PAGE TEXT:
# Turbo Trainer for Fixed



## Rob3rt (1 Jul 2010)

Does anyone know of any turbo trainers that definately accept fixed wheel bikes?

This may sound like the obvious, "they all do, they are adjustable", but in reality, they dont. 

Some have issues with the narrow rear dropouts due to lack of cogs, hence either wont hold the bike at all or not tightly enough for correct operation. I know this since the turbo trainer on demo in my local Evans doesnt take my track bike.

I need a turbo that I can use both on my track bike and my CAAD9 for training over the winter (and because my commute doesnt exist anymore I want to use it now, so I can power away on it for 2 hours while watching the tour de france ).

Thanks guys!


----------



## dan_bo (1 Jul 2010)

The one I used to run had clamps narrow enough to go onto 110mm dropouts- i'm buggered if I can remember what make it was though.


----------



## Domeo (1 Jul 2010)

Tacx do an extender piece that allows a track bike to fit their turbos. It is about £15. Evans can order it. I was looking at this earlier in the year.


----------



## AlanW (1 Jul 2010)

Domeo said:


> Tacx do an extender piece that allows a track bike to fit their turbos. It is about £15. Evans can order it. I was looking at this earlier in the year.



Thats just what I'm looking for!

I dont suppose you know the exact description for it, or better still a link to it.


----------



## Dave Davenport (1 Jul 2010)

Had the same problem with a Tacx turbo. I made my own extension piece by brazing a bit of round bar onto a track nut, looks like a mini bmx stunt peg, works fine.


----------



## Rob3rt (1 Jul 2010)

Thanks you lot!

I was looking at the TacX high power unit

http://www.ribblecycles.co.uk/sp/ro...h-Power-Trainer-Pro-Team/TACXTRAI675000000000

But was leaning more toward a CycleOps unit based on the paper specs and reviews! I'll maybe have to reconsider TacX and ask Evans(or another bike shop) about these nut things.

Unfortunately I dont have the facilities to do any modification to make something fit, its got to be good to go.


----------



## RedBike (1 Jul 2010)

Although I can't see any specific reason why it is generally recommend that you use rollers with a track bike instead of a turbo. (Maybe its just tradition?)
I used my road going fixie on an adapted Tacx fortius without any trouble.

On the turbo the bike doesn't have any momentum so you don't get the same 'fly-wheel' effect you get on the road.

YOUR OBJECTIVE:
Carry on the forum thread about turbo trainers for fixed-wheel bikes from the point where it stops. The rows that follow are not needed for anything here.

ENTRIES:
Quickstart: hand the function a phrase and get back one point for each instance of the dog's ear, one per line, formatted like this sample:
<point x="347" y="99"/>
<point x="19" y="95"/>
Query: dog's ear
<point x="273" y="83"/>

OUTPUT BELOW:
----------



## Rob3rt (1 Jul 2010)

I cant use rollers since I live in an appartment block and the noise would drive people nuts, which is a shame! Id rather have rollers if it was a possibility tbh.


----------



## Domeo (1 Jul 2010)

Sorry, can't do the name thingy, but this is the link
http://www.tacx.com/en/producten/accessoires/index.dot


----------



## RedBike (2 Jul 2010)

Rob3rt said:


> I cant use rollers since I live in an appartment block and the noise would drive people nuts, which is a shame! Id rather have rollers if it was a possibility tbh.



Turbo trainers arn't exactly quite. 

I've found that putting a foam camping mat down under the trainer and using a turbo training tyre seems to help a lot. 
It's the noise from the 'vibration' that seems to carry through the house not the 'wind' noise.


----------



## Rob3rt (2 Jul 2010)

Fluid trainers seem to be a fair bit quieter and smoother (less vibration?) though apparently, the neighours will have to live with a turbo, I can always put in on a mat like you said, rollers may be pushing it. Dont want to scoot of the size and burn the carpet either since the landlord has a good chunk of my cash as a deposit 

Might ride over to decathlon, evans (going there to exchange my muvi anyway) or edinburgh bike co-op and ask them if I can try my fixed bike in a few trainers to see which ones accept and which dont.

Ill ask here since this thread already exists, whats the point of those CycleOps front wheel blocks that let you raise the front a substantial amount? I mean they arent going to simulate hill climbing since the bike is held by a trainer and not trying to go backwards as on a real hill. Just to simulate the different riding posture on hills to target different muscles?


----------



## RedBike (2 Jul 2010)

When you've got the bike in the turbo the rear wheel is raised about 1-2" off the ground. This means that unless you raise the front wheel by the same amount the handlebars will always feel low. 

I've found the yellow pages to be ideal. 

Burning the carpet is unlikely although you will need to cover it with something or you'll soak it with sweat! - Ukk!


----------



## Rob3rt (2 Jul 2010)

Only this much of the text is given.